[Extracted information — start]

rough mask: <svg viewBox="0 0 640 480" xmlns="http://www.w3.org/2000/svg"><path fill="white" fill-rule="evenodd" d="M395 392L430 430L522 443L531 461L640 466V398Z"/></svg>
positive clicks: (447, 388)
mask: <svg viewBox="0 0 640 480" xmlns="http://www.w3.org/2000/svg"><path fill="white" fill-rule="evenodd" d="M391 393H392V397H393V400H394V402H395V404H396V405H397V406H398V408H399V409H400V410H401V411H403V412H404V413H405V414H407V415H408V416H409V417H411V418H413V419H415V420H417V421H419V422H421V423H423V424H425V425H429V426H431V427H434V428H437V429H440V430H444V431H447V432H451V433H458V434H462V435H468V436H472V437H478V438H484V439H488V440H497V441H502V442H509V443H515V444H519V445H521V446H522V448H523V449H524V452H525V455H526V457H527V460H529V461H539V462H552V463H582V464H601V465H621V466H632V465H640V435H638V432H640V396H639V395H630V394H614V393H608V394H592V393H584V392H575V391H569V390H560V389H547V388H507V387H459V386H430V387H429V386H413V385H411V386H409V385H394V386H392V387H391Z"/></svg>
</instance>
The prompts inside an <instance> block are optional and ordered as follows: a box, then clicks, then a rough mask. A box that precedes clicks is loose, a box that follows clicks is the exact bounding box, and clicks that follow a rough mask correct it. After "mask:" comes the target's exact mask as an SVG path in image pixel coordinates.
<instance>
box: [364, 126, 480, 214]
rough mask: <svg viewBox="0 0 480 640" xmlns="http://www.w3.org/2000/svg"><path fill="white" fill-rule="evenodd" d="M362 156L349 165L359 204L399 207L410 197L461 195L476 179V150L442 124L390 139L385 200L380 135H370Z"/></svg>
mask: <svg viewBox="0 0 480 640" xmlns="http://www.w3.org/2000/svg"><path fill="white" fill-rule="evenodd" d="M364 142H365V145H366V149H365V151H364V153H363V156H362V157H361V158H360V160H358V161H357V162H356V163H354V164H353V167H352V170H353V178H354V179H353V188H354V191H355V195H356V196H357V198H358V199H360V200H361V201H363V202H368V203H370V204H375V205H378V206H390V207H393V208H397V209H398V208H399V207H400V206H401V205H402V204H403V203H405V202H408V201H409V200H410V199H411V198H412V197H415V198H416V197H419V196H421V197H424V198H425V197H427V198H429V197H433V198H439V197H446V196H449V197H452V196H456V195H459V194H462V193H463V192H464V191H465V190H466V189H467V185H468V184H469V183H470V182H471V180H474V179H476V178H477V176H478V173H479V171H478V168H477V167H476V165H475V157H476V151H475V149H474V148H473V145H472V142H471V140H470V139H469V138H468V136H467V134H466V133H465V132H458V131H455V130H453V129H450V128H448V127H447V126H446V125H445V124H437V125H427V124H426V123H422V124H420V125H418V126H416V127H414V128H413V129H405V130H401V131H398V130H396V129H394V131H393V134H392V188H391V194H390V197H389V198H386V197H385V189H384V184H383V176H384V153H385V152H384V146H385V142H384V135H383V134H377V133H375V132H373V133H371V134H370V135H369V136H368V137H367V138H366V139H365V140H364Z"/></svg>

[Extracted information — finish]

Task prompt
Your response should contain each line of the listing in which the word "instance" occurs.

Result
</instance>
The prompts inside an <instance> block are optional and ordered as follows: a box, then clicks, then a rough mask. A box that precedes clicks is loose, a box that follows clicks is the exact bounding box, and clicks that follow a rough mask correct it. After "mask:" comes the target's exact mask as an SVG path in image pixel coordinates.
<instance>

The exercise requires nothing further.